## What this exercise asks:
1. Answer these questions about the thread on uploading large files:
(a) What range of file sizes does the poster expect users to upload?
(b) Which two tools did the poster find without being able to locate a comparison of them?
(c) In the reply's example, what maximum would the application get on a 4 GBPS line?
2. Write the next part of the thread on uploading large files, picking up after its final sentence.

## Extract:

= = = = =

Ask HN: What to use for fast uploads of GB-sized files? - yread
I&#x27;m working on a SaaS that will allow users to upload large files (I expect 100MB - 5GB). These files are hard to compress. My users will probably be sitting on very good lines - a gigabit link shared for an institution is typical. I probably don&#x27;t want to saturate the whole line.<p>I want to offer fast upload from the browser, so no sFTP&#x2F;rsync&#x2F;...<p>Does anyone have experience in this? I&#x27;ve found resumable.js and tus.io but I couldn&#x27;t find a good comparison between the two. Then there are some cloud services but with my file sizes I would have to get a second mortgage to pay for those.
======
dgarud
Try asking the network admin of your clients network to allocate a max limit -
e.g. in a 4 GBPS line, your application will get max 2 GBPS, so the files keep
uploading but your users wont feel their net is down when someone uses your
app.

= = = = =

## Extracted records:
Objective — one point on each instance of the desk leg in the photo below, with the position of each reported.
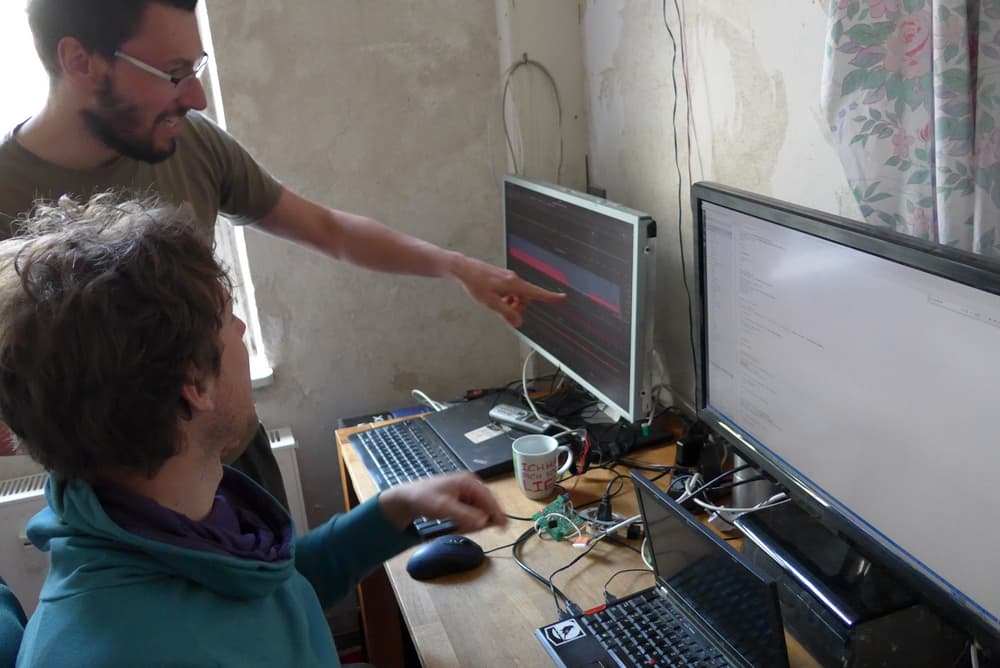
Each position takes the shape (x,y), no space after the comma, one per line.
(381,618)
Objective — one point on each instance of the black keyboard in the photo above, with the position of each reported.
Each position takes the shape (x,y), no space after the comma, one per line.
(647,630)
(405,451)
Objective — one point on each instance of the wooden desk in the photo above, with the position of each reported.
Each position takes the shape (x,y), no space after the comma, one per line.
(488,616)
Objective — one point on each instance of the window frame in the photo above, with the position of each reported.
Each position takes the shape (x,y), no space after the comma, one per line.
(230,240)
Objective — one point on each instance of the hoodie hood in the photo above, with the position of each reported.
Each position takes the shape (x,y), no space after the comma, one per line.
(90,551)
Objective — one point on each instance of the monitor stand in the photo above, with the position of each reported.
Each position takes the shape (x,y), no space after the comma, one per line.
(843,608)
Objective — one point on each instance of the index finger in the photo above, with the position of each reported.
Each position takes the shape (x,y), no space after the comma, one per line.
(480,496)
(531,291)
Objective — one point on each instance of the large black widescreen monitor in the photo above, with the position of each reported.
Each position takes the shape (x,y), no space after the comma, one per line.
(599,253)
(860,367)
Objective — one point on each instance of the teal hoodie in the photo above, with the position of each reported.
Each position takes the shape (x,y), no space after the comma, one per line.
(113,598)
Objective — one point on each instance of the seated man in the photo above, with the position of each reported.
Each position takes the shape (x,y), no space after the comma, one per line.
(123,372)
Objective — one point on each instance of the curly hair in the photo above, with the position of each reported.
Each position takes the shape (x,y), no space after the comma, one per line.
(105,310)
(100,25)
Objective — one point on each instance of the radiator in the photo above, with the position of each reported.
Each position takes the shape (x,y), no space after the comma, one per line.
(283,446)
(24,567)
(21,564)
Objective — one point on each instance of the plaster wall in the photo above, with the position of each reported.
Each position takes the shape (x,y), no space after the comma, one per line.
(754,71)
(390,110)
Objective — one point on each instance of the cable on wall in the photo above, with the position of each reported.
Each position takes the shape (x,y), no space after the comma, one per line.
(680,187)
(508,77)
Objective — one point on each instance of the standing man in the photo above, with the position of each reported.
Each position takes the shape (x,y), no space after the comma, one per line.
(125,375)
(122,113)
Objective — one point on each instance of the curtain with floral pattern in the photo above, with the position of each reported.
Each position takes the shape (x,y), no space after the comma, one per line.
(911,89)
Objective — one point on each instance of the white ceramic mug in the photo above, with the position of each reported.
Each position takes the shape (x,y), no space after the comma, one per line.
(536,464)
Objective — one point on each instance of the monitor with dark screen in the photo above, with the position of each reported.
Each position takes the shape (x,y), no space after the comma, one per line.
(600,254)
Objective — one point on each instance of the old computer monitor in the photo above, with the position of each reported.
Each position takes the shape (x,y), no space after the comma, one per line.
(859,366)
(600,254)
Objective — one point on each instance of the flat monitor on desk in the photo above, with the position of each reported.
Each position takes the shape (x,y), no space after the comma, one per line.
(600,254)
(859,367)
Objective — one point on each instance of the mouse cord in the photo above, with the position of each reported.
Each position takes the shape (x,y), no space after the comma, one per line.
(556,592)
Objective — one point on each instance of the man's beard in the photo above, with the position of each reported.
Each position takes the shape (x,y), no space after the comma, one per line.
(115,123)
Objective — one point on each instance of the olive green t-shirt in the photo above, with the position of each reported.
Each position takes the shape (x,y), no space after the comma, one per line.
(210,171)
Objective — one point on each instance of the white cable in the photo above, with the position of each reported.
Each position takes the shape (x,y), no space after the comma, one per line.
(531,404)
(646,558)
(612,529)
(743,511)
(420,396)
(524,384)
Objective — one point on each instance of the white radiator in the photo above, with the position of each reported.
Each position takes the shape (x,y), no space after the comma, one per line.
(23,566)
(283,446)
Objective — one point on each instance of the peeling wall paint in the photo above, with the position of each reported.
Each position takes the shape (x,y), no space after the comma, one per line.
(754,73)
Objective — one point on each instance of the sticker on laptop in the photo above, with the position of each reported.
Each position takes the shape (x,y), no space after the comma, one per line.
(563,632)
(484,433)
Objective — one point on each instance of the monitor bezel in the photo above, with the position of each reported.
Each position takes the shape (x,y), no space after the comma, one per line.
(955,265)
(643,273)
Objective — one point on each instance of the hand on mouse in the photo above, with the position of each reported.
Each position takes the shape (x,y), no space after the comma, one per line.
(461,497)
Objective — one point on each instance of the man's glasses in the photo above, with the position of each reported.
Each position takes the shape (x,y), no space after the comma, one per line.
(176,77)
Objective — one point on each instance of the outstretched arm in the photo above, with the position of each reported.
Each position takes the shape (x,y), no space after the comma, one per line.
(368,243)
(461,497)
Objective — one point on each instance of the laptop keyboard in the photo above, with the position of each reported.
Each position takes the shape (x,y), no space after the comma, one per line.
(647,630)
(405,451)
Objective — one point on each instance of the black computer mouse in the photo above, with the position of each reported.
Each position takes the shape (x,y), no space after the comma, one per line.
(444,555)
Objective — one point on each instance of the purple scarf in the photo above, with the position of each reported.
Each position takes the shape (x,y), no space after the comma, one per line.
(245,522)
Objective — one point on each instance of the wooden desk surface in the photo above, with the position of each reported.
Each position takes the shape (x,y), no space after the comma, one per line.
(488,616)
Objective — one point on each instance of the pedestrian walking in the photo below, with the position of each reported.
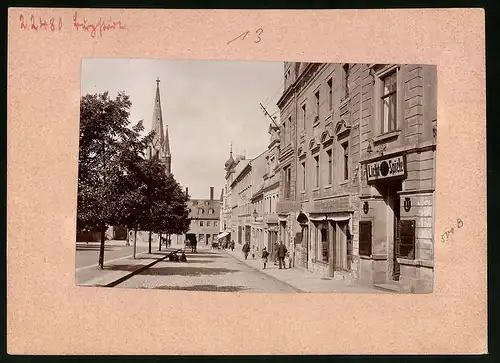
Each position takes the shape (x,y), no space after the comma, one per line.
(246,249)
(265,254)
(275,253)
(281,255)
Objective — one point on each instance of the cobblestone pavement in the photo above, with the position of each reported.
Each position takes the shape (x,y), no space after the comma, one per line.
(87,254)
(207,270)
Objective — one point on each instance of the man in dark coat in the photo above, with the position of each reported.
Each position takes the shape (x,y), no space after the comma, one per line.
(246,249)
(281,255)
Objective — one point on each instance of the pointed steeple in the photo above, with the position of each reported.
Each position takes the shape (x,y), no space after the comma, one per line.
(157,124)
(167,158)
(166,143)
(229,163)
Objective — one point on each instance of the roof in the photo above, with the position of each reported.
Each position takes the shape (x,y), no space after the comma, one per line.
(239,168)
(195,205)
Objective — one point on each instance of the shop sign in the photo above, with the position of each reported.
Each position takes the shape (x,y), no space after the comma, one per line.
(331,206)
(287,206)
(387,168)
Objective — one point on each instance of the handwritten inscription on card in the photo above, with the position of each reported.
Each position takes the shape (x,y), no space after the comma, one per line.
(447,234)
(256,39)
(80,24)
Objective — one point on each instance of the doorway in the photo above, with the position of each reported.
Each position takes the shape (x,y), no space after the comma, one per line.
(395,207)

= = = = =

## Results:
1.
(a) 100MB to 5GB
(b) resumable.js and tus.io
(c) 2 GBPS

2.
------
JoachimSchipper
No experience, but note that Amazon - and presumably other cloud providers -
can allow users to upload directly to the cloud:
[https://docs.aws.amazon.com/AmazonS3/latest/dev/UsingHTTPPOS...](https://docs.aws.amazon.com/AmazonS3/latest/dev/UsingHTTPPOST.html).
S3 is not that cheap, but I'd expect uploading to the nearest Amazon
datacenter to be decently fast.

------
WhiteOwlLion
If the sending side can saturate your line, then you want to set a max. Some
providers offer bursting where you can exceed your max for a short period of
time. You can inquire about that. I know some people drop the connection and
re-initiate so they can use burst bandwidth for the entire upload.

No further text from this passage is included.